Given problem.
Please rewrite every one of the entries below, replacing "one marker per instance" with "one marker for each instance" and keeping everything else the same. Leave the pictures out of your version.

Data records.
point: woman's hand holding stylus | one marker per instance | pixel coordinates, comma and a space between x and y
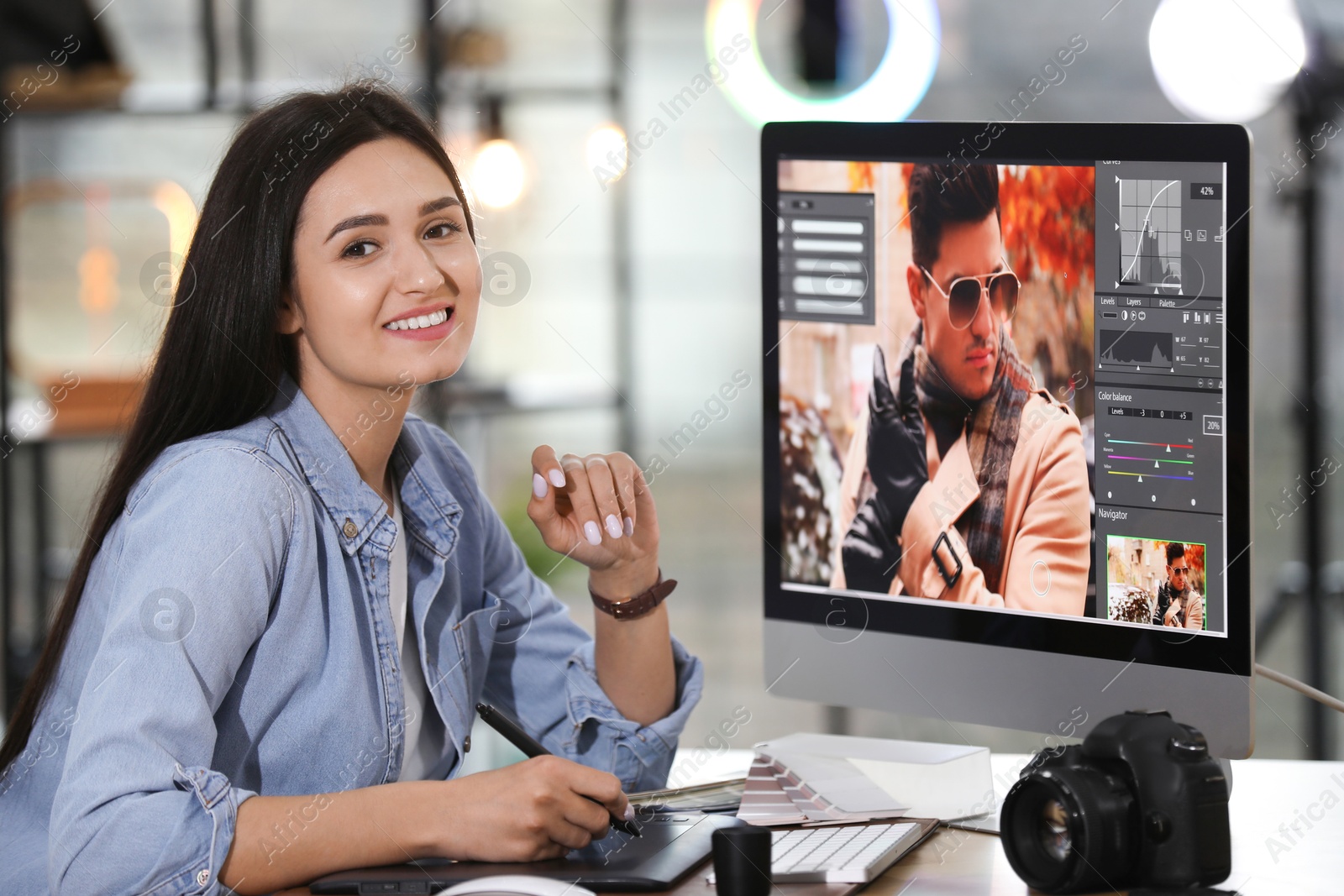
535, 809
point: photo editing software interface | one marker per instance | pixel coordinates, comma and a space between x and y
1061, 329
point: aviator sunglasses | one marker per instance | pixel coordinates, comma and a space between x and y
964, 295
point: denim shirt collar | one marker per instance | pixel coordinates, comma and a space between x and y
356, 510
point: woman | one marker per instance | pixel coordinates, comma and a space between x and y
222, 701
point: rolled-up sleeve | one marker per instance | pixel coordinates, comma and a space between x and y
199, 553
542, 668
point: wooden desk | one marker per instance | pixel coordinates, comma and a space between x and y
1270, 857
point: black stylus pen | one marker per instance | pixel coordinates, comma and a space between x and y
515, 735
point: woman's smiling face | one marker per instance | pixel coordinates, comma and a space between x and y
381, 238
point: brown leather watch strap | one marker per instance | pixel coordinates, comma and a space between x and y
638, 605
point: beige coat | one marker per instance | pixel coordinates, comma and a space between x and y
1047, 527
1194, 611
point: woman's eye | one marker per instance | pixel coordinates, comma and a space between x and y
444, 228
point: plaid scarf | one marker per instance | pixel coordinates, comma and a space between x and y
991, 425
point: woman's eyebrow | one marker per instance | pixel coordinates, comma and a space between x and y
438, 204
381, 221
358, 221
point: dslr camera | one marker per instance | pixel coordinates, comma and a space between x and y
1139, 804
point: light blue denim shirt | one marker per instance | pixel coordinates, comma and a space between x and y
235, 638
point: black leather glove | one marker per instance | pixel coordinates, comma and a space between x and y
897, 450
898, 469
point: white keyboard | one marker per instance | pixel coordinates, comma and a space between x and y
837, 855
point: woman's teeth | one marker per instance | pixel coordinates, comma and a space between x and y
418, 322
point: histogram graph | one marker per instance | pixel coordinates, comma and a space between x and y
1149, 233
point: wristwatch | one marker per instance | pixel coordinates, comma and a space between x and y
636, 606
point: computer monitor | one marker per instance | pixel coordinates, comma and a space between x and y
1032, 506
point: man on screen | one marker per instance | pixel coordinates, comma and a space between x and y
965, 483
1179, 605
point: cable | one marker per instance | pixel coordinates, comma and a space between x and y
1288, 681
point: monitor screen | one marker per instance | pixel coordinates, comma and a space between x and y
1059, 329
1007, 387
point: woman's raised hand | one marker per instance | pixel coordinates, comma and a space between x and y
595, 508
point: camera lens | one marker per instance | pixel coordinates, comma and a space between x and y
1068, 829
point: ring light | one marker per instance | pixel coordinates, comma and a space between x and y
894, 89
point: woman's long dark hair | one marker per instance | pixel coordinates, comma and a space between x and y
221, 358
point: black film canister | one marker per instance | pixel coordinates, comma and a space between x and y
743, 862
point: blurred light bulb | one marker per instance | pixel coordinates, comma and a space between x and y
1226, 62
606, 154
497, 174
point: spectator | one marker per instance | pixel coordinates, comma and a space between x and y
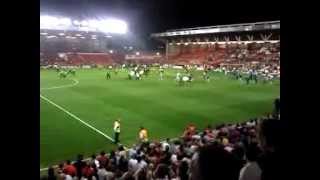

Written response.
point: woman's hand holding stylus | one marker for each instance | pixel coordinates, comma and a space between x and y
535, 809
point: photo editing software interface | one marker for each instance | pixel coordinates, comma and a space between x and y
1061, 329
point: aviator sunglasses | one marker for each instance | pixel coordinates, comma and a space between x and y
964, 295
point: denim shirt collar | one marker for each instance | pixel coordinates, comma and a space between x and y
356, 510
point: woman | one marker for each instance | pixel coordinates, comma and a space between x and y
222, 701
point: rolled-up sleeve | one marker for each instance | pixel coordinates, comma and a space between x and y
199, 553
542, 668
point: wooden desk | one marker for each instance | pixel coordinates, comma and a space between x and y
1270, 857
point: black stylus pen | one marker for each instance | pixel coordinates, comma and a space between x and y
515, 735
point: woman's smiling face | one marker for each instance | pixel coordinates, comma and a space between x and y
381, 238
point: brown leather watch strap | one marker for each instance | pixel coordinates, comma and a space between x and y
638, 605
point: beige coat | one marker for each instance | pixel coordinates, comma and a space between x and y
1047, 527
1194, 611
point: woman's eye | one marker for each instance | pixel coordinates, comma and a space between x and y
444, 228
point: plaid scarf | one marker for each instance | pixel coordinates, comma and a space between x and y
991, 425
point: woman's eyebrow | one marker for each instance | pixel coordinates, comma and a space between x and y
438, 204
381, 221
358, 221
point: dslr camera | one marker for each instance | pixel coordinates, comma and a space between x and y
1139, 804
point: light blue denim shirt | one marker for each instance | pixel coordinates, comma and a space between x and y
235, 638
point: black leather glove | one marker for each instance | pixel coordinates, comma and a space between x and y
897, 450
898, 469
point: white keyboard | one marker for each instance | pixel coordinates, comma and a space between x and y
837, 855
point: woman's teeth | one marker for each instance | pixel coordinates, comma and a space between x and y
418, 322
point: histogram graph | one marker for each instance | pixel coordinates, comma and a space between x and y
1149, 233
point: wristwatch | one marker for each instance | pixel coordinates, comma and a space between x and y
636, 606
point: computer monitor | one marker for each instance | pixel coordinates, comma and a space between x and y
1032, 506
point: man on screen | one marker for each instance | pixel coordinates, comma and a space between x and y
965, 483
1179, 605
point: cable | one marker for each instance | pixel coordinates, comma and a space between x and y
1288, 681
point: monitor screen | one marker for each instance | pixel coordinates, comma and a space between x and y
1059, 329
1007, 387
point: woman's raised hand | one marker for each instance | pixel coordinates, comma and a space between x and y
595, 508
point: camera lens | one marker for each instance | pixel coordinates, comma and a space between x and y
1068, 829
point: ring light | one marker for each instance | pixel coordinates, comma and a space between x and y
894, 89
point: woman's long dark hair | one marker for each instance | pixel coordinates, comma and a space between x and y
221, 358
point: black film canister | one marker for each instance | pixel coordinates, comma and a space between x and y
743, 862
point: blurred light bulb | one marker for each instance | pixel coordinates, comma and a space between x and y
1226, 62
606, 154
497, 174
point: spectator | one marker for each instance | pixel coordinates, comma and a space between x and y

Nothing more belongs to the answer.